SQL Server Lock Contention Tamed: The Joys Of NOLOCK and ROWLOCK

By : Michael Balloni
Apr 01, 2000

Page 2 / 3

Lock Contention Solved

If you visited the website Streamload.com at all during June, July, and August of this year, you probably got a "You were the deadlock loser" error, or a "Lock timeout" error, or an "Object required" error. These were all caused by lock contention. After scouring the documentation and talking to a few people, I learned what I have summarized above and will say again here: 

"SQL Server starts with row-level locks, but often escalates these to page and table locks, causing deadlocks."

SQL Server requires locks for reading from the database (SELECTs), so even folks not trying to modify the database are affected by the lock system. Fortunately, I stumbled across some obscure keywords from the SQL Server lexicon: NOLOCK and ROWLOCK. 

They are used like this: 

SELECT COUNT(UserID)
FROM Users WITH (NOLOCK)
WHERE Username LIKE 'foobar' 

and 

UPDATE Users WITH (ROWLOCK)
SET Username = 'fred' WHERE Username = 'foobar' 

 

Using NOLOCK

Using NOLOCK politely asks SQL Server to ignore locks and read directly from the tables. This means you completely circumvent the lock system, which is a major performance and scalability improvement. However, you also completely circumvent the lock system, which means your code is living dangerously. You might read the not-necessarily-valid uncommitted modifications of a running transaction. This is a calculated risk. 

For financial code and denormalized aggregates (those little counters of related data that you stash away and try desperately to keep accurate), you should play it safe and not use this technique. But I think you'll find that for better than 90% of your application, it would not be that big of a deal if a user (or even intermediate code) saw an uncommitted modification. In fact, you'll probably find that most of your data never or only very rarely changes, in which case the overhead of locking the data is almost always completely wasted. 

For example, if I want to count all users that joined Streamload.com between June 1 and August 31 of Y2K, there's no reason for me to lock anything: that number was cast in stone the moment September 1, 2000 rolled around. Another example is the file listings you see on Streamload.com: it doesn't much matter if you don't see the exact perfect data, since either you don't own the data and it doesn't much matter what you see, or you do own the data and you know perfectly well whether you just modified the data or not and whether new files have finished uploading. 

Just don't use this type of data as the basis for modifications to the database, and don't use it when it's really important that the user not see the wrong thing (an account statement or balance, for instance).

** Provided records **
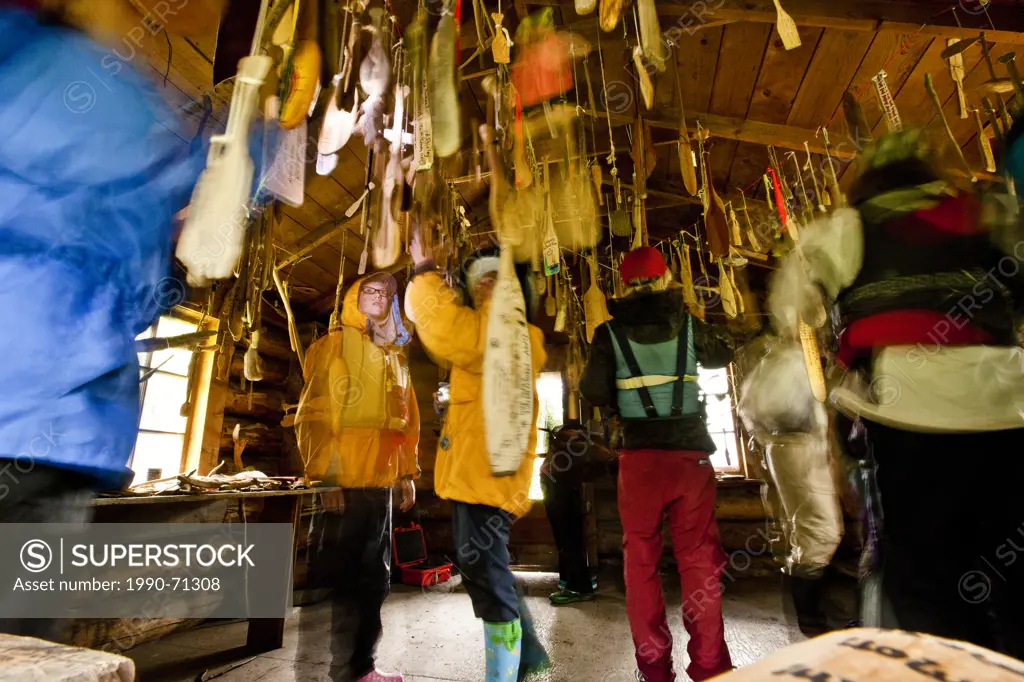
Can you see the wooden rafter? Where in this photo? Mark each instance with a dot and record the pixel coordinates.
(727, 127)
(872, 15)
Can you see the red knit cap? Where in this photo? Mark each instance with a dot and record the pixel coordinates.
(642, 263)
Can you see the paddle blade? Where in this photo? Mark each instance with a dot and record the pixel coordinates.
(786, 28)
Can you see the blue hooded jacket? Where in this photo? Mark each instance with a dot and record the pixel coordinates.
(91, 172)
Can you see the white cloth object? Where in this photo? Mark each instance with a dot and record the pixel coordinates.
(776, 397)
(478, 268)
(940, 389)
(813, 517)
(828, 255)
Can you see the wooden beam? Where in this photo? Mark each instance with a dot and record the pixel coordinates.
(727, 127)
(856, 15)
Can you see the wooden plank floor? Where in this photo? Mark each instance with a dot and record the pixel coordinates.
(434, 637)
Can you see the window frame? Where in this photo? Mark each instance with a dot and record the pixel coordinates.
(198, 395)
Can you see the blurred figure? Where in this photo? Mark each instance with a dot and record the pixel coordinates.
(357, 428)
(643, 366)
(483, 506)
(91, 174)
(779, 410)
(574, 457)
(925, 275)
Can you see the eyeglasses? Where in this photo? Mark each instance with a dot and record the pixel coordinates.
(377, 293)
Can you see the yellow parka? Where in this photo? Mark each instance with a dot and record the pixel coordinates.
(357, 424)
(457, 334)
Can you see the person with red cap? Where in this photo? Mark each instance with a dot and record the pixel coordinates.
(643, 367)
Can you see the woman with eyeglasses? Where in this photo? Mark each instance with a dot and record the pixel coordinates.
(357, 428)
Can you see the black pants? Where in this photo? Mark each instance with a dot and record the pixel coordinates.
(563, 504)
(952, 534)
(42, 495)
(349, 554)
(481, 547)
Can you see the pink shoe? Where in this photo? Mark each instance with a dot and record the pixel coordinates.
(377, 676)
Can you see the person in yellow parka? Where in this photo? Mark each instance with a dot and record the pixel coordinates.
(483, 506)
(357, 427)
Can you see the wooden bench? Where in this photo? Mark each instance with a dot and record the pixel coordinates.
(30, 659)
(279, 507)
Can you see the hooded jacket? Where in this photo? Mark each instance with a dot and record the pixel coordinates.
(92, 169)
(357, 423)
(457, 334)
(649, 318)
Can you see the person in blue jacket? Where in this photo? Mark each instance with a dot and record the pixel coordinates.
(92, 171)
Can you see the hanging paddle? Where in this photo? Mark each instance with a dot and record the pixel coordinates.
(375, 77)
(686, 163)
(508, 371)
(725, 291)
(646, 85)
(550, 246)
(608, 13)
(443, 88)
(930, 87)
(338, 123)
(984, 144)
(594, 304)
(214, 229)
(786, 28)
(423, 142)
(301, 75)
(650, 34)
(717, 224)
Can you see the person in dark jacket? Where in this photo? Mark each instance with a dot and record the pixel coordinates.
(576, 456)
(643, 367)
(924, 275)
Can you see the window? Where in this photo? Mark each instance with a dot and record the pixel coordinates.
(715, 388)
(550, 394)
(164, 422)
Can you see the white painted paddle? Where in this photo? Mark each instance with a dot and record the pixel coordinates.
(786, 28)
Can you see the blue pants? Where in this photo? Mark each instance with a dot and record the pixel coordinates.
(481, 543)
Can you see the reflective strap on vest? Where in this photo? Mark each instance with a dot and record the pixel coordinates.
(634, 383)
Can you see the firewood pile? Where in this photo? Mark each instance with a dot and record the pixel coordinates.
(192, 483)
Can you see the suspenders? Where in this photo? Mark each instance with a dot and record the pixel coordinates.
(682, 342)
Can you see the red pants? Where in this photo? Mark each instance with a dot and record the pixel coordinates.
(680, 484)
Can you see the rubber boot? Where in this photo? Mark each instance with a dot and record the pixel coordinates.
(535, 658)
(808, 595)
(503, 643)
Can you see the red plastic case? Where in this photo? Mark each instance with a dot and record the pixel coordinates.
(410, 549)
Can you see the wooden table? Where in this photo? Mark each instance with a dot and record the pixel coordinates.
(279, 507)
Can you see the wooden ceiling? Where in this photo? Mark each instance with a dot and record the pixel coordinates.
(736, 80)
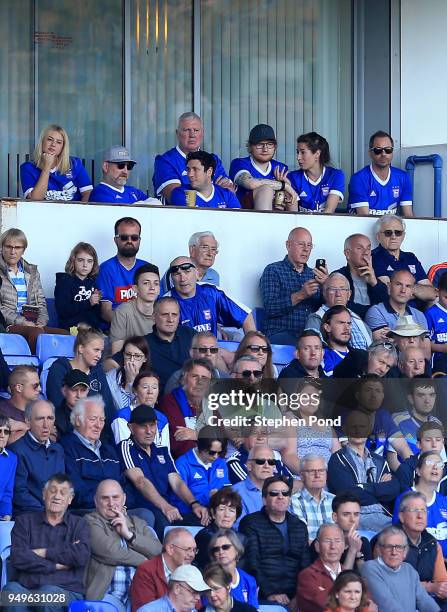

** Instruction 1 **
Please return the part of the article on SQL Server lock contention that opens with the words containing "UPDATE Users WITH" and closes with "a calculated risk.".
** Instruction 2 **
Answer these about the article on SQL Server lock contention:
(a) Which three errors might visitors to Streamload.com have seen during June, July, and August?
(b) Which keyword appears in the UPDATE example?
(c) For which two kinds of code does the author advise against using NOLOCK?
The records were taken from a separate source.

** Right answer 1 **
UPDATE Users WITH (ROWLOCK)
SET Username = 'fred' WHERE Username = 'foobar' 

 

Using NOLOCK

Using NOLOCK politely asks SQL Server to ignore locks and read directly from the tables. This means you completely circumvent the lock system, which is a major performance and scalability improvement. However, you also completely circumvent the lock system, which means your code is living dangerously. You might read the not-necessarily-valid uncommitted modifications of a running transaction. This is a calculated risk.

** Right answer 2 **
(a) "You were the deadlock loser," "Lock timeout," and "Object required."
(b) ROWLOCK.
(c) Financial code and denormalized aggregates.